Черт Ивана Карамазова называет себя «иксом в неопределенном уравнении» и разыгрывает перед ним трагедию своего призрачного существования. Высказывание Черта: «Я икс в неопределенном уравнении» и его последующие реплики о своей трагической судьбе, возможно, породили образ Мистера Икс, актера и циркового шута в оперетте Кальмана «Принцесса цирка», где, по либретто, действие происходит на гастролях австрийского цирка в России – в Москве и в Петербурге.

Мотив мистера Икс (таинственного незнакомца), щеголяющего своей очередной маской, своеобразно звучит и в романе «Мастер и Маргарита». Воланд у Булгакова появляется в московском театре Варьете именно в образе Мистера Икс, узнаваемый атрибут которого – черная полумаска: «Прибывшая знаменитость поразила всех своим невиданным по длине фраком дивного покроя и тем, что явилась в черной полумаске» (гл. 12).

**ПОКАЗАННЫЕ ЗАПИСИ:**

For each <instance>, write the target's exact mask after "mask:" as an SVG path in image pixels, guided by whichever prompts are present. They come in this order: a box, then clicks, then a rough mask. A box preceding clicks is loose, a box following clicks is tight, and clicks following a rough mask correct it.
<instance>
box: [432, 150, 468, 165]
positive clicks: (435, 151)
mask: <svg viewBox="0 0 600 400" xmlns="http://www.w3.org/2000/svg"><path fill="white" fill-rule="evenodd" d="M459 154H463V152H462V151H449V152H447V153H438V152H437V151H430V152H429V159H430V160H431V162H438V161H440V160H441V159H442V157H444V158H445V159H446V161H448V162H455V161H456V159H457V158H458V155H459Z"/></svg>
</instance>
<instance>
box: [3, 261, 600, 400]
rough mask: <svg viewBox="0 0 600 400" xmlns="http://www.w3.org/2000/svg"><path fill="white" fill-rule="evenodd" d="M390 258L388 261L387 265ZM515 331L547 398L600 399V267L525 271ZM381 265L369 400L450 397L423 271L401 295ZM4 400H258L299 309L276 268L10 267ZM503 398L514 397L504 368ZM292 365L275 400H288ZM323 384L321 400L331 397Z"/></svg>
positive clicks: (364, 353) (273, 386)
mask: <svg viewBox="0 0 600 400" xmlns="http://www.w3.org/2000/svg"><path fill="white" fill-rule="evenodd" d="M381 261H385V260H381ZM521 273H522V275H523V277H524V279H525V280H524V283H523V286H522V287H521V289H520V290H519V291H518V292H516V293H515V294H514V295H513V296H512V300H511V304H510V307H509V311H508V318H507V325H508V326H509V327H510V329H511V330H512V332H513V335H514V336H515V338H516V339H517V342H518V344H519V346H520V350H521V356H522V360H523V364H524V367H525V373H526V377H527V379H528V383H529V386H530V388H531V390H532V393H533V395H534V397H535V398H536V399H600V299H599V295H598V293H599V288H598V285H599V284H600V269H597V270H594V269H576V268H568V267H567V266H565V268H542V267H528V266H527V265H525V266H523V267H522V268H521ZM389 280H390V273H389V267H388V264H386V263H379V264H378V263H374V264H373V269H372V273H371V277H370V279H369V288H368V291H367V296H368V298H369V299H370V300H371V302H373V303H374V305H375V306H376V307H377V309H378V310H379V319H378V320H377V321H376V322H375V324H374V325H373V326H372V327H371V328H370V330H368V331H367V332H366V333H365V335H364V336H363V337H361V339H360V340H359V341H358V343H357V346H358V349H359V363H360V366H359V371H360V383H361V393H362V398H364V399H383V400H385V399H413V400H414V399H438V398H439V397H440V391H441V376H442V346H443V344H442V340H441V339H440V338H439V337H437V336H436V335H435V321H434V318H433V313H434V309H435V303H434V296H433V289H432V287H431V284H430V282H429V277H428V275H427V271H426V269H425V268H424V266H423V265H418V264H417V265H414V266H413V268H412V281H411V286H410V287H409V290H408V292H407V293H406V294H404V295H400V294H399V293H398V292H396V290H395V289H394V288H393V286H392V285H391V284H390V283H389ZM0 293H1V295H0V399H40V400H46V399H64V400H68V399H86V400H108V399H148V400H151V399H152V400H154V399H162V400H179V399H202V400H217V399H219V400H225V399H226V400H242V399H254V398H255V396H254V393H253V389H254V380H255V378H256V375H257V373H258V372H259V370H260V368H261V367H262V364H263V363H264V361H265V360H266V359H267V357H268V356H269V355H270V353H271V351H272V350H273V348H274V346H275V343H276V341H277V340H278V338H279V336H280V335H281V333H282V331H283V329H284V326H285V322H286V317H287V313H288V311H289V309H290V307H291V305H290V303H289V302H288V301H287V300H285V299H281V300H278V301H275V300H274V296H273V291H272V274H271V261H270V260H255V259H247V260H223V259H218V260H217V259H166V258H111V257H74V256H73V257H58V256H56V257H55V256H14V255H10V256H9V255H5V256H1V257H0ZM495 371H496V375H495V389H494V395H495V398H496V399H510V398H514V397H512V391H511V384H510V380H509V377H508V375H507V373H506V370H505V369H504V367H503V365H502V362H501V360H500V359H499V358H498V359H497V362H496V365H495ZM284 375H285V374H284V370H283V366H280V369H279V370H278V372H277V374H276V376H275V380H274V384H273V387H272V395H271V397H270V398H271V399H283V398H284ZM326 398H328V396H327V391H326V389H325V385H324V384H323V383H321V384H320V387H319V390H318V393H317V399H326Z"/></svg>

**УПРАЖНЕНИЕ 1:** Пожалуйста, выведите строки записей без изменений: всё от самого начала записей вниз до строки, содержащей «positive clicks: (435, 151)», включая эту строку.
**УПРАЖНЕНИЕ 2:** Продолжите отрывок о Мистере Икс у Достоевского и Булгакова с того места, на котором он заканчивается.
Записи никак не связаны с отрывком.

**РЕЗУЛЬТАТ ЗАДАНИЯ 1:**
For each <instance>, write the target's exact mask after "mask:" as an SVG path in image pixels, guided by whichever prompts are present. They come in this order: a box, then clicks, then a rough mask. A box preceding clicks is loose, a box following clicks is tight, and clicks following a rough mask correct it.
<instance>
box: [432, 150, 468, 165]
positive clicks: (435, 151)

**РЕЗУЛЬТАТ ЗАДАНИЯ 2:**
Булгаков поддерживает также и мотив галлюцинации, тесно связанный у Достоевского с образом Черта, явившегося Ивану Карамазову. Появление дьявола Воланда и его свиты в Москве рисуется в восприятии героев действительно как некая галлюцинация: «Фу ты черт! – воскликнул редактор <Берлиоз>, – ты знаешь, Иван, у меня сейчас едва удар от жары не сделался! Даже что-то вроде галлюцинации было» (гл. 1). («И тут знойный воздух сгустился перед ним, и соткался из этого воздуха прозрачный гражданин престранного вида»; «тот самый гражданин, что тогда при свете солнца вылепился из жирного зноя. Только сейчас он был уже не воздушный, а обыкновенный, плотский…»; гл. 3). Мы видим как черт у Булгакова, шут Коровьев-Фагота, тот самый, который в конце романа «в драной цирковой одежде покинул Воробьевы горы», он же в начале романа при первом своем появлении – «прозрачный гражданин», который «соткался из <знойного> воздуха». В конце романа он снова растворяется в туманах, сбрасывая свою «колдовскую нестойкую одежду».

«Демоны обладают некоторыми способностями, человеку не дарованными: быстро переносятся с места на место, растворяют свой состав до легкого дыма или сгущают его в любые образы, возносятся в воздушные и иные сферы», – эту их особенность можно встретить и в романе В. Брюсова «Огненный ангел» (гл. 13), мотивы которого также встречаются у Булгакова в романе.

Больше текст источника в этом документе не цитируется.